Location identification entries:
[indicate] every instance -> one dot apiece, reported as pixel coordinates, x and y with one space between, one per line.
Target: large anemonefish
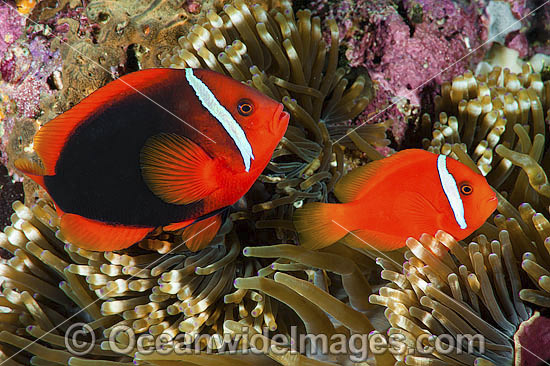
405 195
155 148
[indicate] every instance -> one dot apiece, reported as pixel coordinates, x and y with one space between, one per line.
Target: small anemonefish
118 165
405 195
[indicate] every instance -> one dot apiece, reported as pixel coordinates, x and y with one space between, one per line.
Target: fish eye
466 189
245 107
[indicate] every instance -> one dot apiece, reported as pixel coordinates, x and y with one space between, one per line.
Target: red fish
118 165
405 195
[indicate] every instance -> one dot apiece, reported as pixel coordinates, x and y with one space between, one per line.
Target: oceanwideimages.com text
80 340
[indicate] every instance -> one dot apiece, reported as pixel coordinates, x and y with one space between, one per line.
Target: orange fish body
155 148
405 195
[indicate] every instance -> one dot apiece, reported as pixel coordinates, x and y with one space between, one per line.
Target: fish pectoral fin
177 170
417 210
31 170
98 236
318 225
353 185
200 234
372 240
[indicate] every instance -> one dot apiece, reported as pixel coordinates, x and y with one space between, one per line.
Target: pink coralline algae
11 25
407 49
26 63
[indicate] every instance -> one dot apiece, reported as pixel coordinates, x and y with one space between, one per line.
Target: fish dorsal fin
353 185
98 236
177 170
52 137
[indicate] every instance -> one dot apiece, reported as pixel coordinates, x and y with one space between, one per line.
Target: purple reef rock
26 63
408 48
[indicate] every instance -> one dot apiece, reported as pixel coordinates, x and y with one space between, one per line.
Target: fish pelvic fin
320 224
99 236
31 170
177 170
198 235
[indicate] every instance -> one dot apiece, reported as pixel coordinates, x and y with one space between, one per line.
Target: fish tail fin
318 224
31 170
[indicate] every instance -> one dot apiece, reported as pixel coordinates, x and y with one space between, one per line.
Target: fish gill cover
253 275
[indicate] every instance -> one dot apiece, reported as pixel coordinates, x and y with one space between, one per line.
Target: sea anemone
284 57
42 297
445 289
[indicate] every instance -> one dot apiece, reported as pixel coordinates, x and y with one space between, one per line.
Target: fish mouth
280 117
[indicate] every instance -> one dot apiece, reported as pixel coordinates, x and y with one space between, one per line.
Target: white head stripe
450 188
216 109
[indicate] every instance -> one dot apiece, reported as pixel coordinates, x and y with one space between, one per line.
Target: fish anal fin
200 234
371 240
52 136
317 225
31 170
177 170
98 236
353 185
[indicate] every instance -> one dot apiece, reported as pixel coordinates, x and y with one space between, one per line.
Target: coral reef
407 49
148 28
251 276
157 287
41 296
444 288
496 123
25 66
279 55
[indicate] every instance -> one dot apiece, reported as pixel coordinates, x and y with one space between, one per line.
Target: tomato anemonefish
405 195
118 165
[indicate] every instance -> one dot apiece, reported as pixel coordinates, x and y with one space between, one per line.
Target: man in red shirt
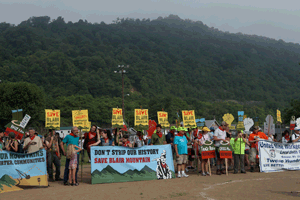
253 140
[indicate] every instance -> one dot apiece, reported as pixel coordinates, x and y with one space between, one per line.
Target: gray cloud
278 19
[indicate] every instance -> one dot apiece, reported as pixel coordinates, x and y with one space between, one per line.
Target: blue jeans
66 174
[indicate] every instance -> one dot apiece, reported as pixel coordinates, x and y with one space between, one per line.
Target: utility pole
122 71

> Exercise directions:
Set each line of the records down exactly, leaving every picture out.

> Exercise solution:
[indicate] every instance -> one dot apiece, reported as pixel coordinates, x and y with one space between, one per line.
Target: large anemonefish
405 195
155 148
[indicate] every instance -> one dot apiece, reported as pixel coordinates, x and y with one space between, one per line.
Target: small anemonefish
118 165
405 195
[indicate] every instance -> one dot apiece, reported as pixel coordinates, x and y with one space between, one per line.
Target: fish eye
466 189
245 107
[indicate] every instance -> one dot apiece, reported as pixel coordinates, x and y with one space between, one per line.
Target: red fish
118 165
405 195
[indicate] every instance -> one dot apiece, reported as pixel coordinates, x and y with one space between, one per line.
Target: oceanwideimages.com text
80 340
[indicate] every instance -> one dot apiece, reported as pixel coordinates, x and y with one space between, one per line.
Target: orange fish body
155 148
405 195
[indicate] every instance -> one dot apiece, reported as pixel coordinates, x and y with one space between, one per line.
Target: fish pectoral fin
177 170
417 210
31 170
98 236
318 225
353 185
200 234
372 240
[indicate] every instance -> one dot apiece, reported as pixel coordinates, x and y with one space between, one per line.
Target: pink coralline algae
11 25
407 49
26 63
[indicate] every instance -> one dot apiece, reported as pixel coordinates, x and y with one space between, one per line.
Target: fish dorsal fin
353 185
98 236
177 170
52 137
[indicate] every instance -> one dot apiece, reported as pixel coordinates, x and y with one space between, one per line.
Target: purple reef rock
26 63
408 48
[indicate] every instance -> one dot apiece, reported as pixel coordinates, x and y with one space between, one per line.
Target: fish pelvic fin
320 224
99 236
31 170
177 170
198 235
[indicate] every instance -> one dot apiece, reported as pixel coordinates, x and y with one space between, one per line.
Target: fish tail fin
318 224
31 170
[indicate] every instance -> one dot apiece, reported as pixel coordinates, x and y with one space between, one per line.
Target: fish gill cover
253 275
[indicate] every instance -> one dot apiece, reported as pixel coordinates, x and y with one space between, one per line.
Target: sea anemone
284 57
42 297
445 289
[indicate] every instance -> one dot apiece, reported as pixel coordinates, x and y with one space between, one per line.
Target: fish mouth
280 117
[indicate] every instance -> one dot apiece, reported as pixel coordinates, x and y with one space between, one per line.
Target: white head stripe
450 188
216 109
[indicate] every instance -> one dot apiece, reported as pixel coordinates, x and y with one space between, one per line.
Target: fish anal fin
200 234
371 240
52 136
317 225
31 170
177 170
98 236
353 185
[indicate] every instance -> one dot apiece, reported as pixel coordinates, x and y with one space between, one per line.
Target: coral reef
407 49
148 28
251 276
157 287
41 296
444 288
496 123
25 66
279 55
[indicate] every instance -> one dot apiece, reported as pixel coordinates, x and y with one space between, one per line.
Target: tomato anemonefish
405 195
118 165
[indicate] every instance -> one dot apiece, reported as pixel coordinates, x and y with one space between, one per line.
Target: man in red shirt
253 140
[indicate] every instance -> one dot apiece, reported as pixel coordinates, x and y with one space between, one per line.
Target: gray cloud
278 19
[indicate] every instance -> one dot apiece, reported as pixel coordinates, x and y with one space between, one per line.
Target: blue jeans
66 174
[indicate] every instance -> one dot apiece, reported as pixel coordinates, x and y with one space between, one per line.
Target: utility pole
122 71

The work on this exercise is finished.